* TASK SET:
1 - Please reproduce the parliamentary answers word for word, everything from "Medical supplies have" down to "lifting sanctions against Iraq.".
2 - Name every Member shown in the parliamentary answers putting a question to the Prime Minister.

* DOCUMENT TEXT:
The United Kingdom will seek to build on this successful start to the initiative to improve its effectiveness; we will be represented on a United Nations panel of experts shortly to discuss the operation and expansion of the register.
Mr. Frank Machon
Mr. Llew Smith : To ask the Prime Minister what record his Office has of telephone conversations held between his predecessor and Mr. Frank Machon of Glasgow in (a) October 1988, (b) February 1989 and (c) March 1989.
The Prime Minister : I refer the hon. Gentleman to the answer I gave to him on 18 January 1994, Official Report, column 456.
Mr. Harry Greenway : To ask the Prime Minister if he will list his official engagements for Thursday 20 January.
The Prime Minister : This morning I presided at a meeting of the Cabinet and had meetings with ministerial colleagues and others. In addition to my duties in this House, I shall be having further meetings later today.
Mr. Dalyell : To ask the Prime Minister what medical evidence he has received from the doctor accompanying the right hon. Member for Old Bexley and Sidcup (Sir E. Heath) on his recent visit to Iraq, from Harvard medical school, and from the hon. Members for Glasgow, Hillhead (Mr. Galloway) and for Linlithgow; and if he will reconsider his policy on United Nations sanctions against Iraq.
The Prime Minister : We have received various reports about the health conditions in Iraq and are aware that they continue to deteriorate. No medical evidence was passed to us by the doctor accompanying the right hon. Member for Old Bexley and Sidcup (Sir E. Heath) on his recent visit to Iraq.
Medical supplies have never been subject to sanctions. Our quarrel is not with the people of Iraq but with Saddam’s regime.
The Security Council again concluded on 18 January that there were no grounds for lifting sanctions against Iraq.
British-Irish Inter-Parliamentary Body
Mrs. Ann Winterton : To ask the Prime Minister what public funds are currently made available (a) through the Inter-Parliamentary Union, and (b) through other channels to finance the British-Irish Inter-Parliamentary Body ; what has been the level of such fundings in each of the years since it commenced; what is the purpose of those funds; what information he has relating to the expenditure by that body upon travel, hotel accommodation and refreshments in each of those years; by whom that expenditure was incurred; and if he will make a statement.
The Prime Minister [holding answer 17 January 1994] : The British-Irish Inter-Parliamentary Body is funded jointly by the British Government, through a grant in aid from Her Majesty’s Treasury administered by the British group of the Inter-Parliamentary Union, and by the Irish Government’s Department of Foreign Affairs. The body was established in 1990 to provide a forum for British and Irish parliamentarians to discuss Anglo-Irish relations. Twenty-five Members of Parliament and 25 members of the Oireachtas belong. Two plenary conferences are held each year, one in the United Kingdom and one in Ireland. There is a steering committee and four separate committees tasked to study and prepare reports on a range of issues including political, economic, social, cultural, educational and environmental matters. Since 1990 British Government expenditure has been as follows :
Total expenditure |46,757
Total expenditure |64,998
Total expenditure |98,310
Total expenditure |78,352
Final expenditure figures for the year are not yet available but are forecast to fall within the budget.

Data records
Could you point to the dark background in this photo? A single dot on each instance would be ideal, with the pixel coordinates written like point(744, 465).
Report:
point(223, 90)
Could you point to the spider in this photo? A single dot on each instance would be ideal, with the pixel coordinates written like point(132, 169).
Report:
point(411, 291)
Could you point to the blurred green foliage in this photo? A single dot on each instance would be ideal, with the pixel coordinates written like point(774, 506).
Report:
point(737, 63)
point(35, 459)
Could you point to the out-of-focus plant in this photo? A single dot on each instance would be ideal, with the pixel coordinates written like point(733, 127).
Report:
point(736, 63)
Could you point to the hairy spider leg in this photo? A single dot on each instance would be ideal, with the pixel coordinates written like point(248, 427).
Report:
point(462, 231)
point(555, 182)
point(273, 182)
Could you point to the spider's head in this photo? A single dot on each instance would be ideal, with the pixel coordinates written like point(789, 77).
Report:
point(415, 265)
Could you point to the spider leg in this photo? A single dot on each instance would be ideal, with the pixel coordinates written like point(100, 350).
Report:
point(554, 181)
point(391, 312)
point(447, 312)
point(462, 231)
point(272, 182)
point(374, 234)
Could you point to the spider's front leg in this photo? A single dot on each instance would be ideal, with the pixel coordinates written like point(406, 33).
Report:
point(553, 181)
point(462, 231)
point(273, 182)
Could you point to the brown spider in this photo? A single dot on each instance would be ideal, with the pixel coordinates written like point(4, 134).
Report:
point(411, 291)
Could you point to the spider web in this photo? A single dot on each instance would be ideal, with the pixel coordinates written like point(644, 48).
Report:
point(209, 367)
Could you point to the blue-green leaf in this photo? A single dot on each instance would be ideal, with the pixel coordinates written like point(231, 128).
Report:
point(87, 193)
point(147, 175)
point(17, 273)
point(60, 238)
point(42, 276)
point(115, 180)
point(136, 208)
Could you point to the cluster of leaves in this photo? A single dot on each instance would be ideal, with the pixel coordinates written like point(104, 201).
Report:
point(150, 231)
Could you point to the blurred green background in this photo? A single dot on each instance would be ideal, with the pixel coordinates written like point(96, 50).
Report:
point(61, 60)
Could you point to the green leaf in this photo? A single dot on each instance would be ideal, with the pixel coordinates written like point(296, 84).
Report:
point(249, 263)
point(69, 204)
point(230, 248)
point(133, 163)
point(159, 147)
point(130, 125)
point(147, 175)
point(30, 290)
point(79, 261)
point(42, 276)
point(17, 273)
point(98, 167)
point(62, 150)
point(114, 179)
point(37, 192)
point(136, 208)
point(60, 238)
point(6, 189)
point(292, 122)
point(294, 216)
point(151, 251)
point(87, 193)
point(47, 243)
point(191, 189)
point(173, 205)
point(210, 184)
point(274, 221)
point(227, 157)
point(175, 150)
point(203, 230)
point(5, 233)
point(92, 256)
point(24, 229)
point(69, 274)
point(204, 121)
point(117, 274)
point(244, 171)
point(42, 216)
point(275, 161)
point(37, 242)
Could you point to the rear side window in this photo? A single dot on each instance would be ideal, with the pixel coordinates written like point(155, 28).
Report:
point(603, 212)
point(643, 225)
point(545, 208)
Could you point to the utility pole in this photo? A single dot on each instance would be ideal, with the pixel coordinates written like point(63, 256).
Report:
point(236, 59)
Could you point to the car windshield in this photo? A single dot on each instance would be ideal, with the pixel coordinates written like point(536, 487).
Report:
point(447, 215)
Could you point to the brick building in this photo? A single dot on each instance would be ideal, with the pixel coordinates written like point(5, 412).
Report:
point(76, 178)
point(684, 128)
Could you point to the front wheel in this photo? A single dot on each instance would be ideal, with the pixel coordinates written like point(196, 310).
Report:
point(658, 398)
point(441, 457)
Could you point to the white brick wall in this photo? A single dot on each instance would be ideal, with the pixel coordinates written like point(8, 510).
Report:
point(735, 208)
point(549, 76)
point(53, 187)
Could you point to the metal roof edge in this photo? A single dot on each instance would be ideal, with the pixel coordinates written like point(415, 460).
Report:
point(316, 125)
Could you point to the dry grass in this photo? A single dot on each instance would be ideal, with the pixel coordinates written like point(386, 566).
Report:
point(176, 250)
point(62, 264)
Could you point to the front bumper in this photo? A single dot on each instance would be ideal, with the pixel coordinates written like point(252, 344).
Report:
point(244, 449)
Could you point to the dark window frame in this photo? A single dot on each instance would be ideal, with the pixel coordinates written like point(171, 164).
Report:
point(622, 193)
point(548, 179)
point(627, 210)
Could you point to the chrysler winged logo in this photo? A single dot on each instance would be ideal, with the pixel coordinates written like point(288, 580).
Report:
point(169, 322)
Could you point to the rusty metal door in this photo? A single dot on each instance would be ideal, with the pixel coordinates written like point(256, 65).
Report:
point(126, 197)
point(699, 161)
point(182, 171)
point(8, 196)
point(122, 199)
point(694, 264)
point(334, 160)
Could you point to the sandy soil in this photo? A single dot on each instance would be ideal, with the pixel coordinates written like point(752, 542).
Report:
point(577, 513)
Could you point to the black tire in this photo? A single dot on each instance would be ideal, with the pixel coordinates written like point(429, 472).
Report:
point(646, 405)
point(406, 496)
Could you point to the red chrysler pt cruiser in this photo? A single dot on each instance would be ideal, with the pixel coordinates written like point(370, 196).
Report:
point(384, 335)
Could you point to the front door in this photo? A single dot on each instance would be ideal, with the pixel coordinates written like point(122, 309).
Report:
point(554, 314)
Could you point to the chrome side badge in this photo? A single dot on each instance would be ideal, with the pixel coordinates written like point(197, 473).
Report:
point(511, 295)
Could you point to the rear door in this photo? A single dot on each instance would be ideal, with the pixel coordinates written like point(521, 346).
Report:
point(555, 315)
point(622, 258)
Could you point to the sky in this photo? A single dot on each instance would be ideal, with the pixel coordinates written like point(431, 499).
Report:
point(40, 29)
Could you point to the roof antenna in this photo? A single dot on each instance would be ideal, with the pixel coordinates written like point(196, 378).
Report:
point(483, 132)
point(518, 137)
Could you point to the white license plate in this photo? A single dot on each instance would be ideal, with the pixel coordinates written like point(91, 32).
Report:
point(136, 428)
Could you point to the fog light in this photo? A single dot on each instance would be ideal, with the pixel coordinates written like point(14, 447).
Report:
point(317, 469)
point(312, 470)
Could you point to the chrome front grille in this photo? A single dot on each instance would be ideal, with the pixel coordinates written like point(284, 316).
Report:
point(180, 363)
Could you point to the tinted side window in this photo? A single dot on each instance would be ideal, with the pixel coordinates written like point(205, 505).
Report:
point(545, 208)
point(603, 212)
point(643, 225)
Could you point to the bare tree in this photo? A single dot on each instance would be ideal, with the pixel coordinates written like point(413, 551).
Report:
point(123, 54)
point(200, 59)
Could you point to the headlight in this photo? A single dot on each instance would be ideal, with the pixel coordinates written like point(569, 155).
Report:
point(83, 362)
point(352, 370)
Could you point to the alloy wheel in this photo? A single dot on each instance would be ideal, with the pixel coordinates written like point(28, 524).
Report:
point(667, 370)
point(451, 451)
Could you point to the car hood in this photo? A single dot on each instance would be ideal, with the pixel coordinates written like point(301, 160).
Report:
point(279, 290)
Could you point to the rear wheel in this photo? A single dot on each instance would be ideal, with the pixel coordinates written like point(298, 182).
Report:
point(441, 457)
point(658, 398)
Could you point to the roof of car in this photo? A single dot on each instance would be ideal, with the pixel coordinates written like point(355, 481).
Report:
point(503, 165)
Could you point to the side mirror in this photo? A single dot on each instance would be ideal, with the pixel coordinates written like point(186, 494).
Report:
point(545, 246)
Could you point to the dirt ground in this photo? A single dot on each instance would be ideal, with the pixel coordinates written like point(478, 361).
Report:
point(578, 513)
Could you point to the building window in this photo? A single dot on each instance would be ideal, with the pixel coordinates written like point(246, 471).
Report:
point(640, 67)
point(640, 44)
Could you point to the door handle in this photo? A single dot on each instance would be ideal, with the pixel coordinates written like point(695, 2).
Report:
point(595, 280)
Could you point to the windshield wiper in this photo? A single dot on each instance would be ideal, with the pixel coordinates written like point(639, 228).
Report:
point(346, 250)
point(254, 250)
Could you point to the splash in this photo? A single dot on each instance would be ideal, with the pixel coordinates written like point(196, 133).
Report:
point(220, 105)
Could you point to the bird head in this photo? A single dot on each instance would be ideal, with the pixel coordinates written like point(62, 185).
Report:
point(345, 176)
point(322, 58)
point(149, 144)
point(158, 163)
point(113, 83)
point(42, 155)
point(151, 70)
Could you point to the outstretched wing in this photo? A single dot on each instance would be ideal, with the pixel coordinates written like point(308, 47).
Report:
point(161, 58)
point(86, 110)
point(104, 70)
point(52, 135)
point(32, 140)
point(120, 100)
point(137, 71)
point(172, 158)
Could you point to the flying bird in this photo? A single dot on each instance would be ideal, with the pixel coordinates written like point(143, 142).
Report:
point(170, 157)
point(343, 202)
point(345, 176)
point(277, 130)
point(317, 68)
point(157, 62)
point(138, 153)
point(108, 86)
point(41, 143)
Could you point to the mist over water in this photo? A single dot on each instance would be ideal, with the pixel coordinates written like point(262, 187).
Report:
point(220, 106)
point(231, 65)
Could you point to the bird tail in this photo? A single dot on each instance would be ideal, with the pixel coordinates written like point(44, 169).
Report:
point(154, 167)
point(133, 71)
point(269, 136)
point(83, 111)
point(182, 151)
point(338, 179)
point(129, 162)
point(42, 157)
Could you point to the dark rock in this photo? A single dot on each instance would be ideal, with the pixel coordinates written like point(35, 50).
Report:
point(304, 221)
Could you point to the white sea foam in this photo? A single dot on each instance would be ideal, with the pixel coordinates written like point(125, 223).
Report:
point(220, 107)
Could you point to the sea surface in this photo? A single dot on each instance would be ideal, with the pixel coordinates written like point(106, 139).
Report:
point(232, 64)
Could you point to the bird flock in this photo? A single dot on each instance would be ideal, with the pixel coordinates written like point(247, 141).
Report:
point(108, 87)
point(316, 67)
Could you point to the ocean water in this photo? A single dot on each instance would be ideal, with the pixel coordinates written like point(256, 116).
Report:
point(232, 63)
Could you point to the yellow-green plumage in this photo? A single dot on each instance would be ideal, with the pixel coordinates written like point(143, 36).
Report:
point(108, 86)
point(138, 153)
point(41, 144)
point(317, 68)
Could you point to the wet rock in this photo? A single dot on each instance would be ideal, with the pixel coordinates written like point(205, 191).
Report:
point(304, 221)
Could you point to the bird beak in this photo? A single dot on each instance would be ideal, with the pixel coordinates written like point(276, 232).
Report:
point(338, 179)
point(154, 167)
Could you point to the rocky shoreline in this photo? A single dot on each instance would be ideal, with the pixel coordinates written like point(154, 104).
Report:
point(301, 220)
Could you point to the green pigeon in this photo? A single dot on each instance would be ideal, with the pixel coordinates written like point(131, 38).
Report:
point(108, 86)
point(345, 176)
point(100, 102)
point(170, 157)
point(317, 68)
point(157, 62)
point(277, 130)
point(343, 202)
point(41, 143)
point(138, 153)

* RESPONSE LIST:
1 -
Medical supplies have never been subject to sanctions. Our quarrel is not with the people of Iraq but with Saddam’s regime.
The Security Council again concluded on 18 January that there were no grounds for lifting sanctions against Iraq.

2 -
Mr. Llew Smith
Mr. Harry Greenway
Mr. Dalyell
Mrs. Ann Winterton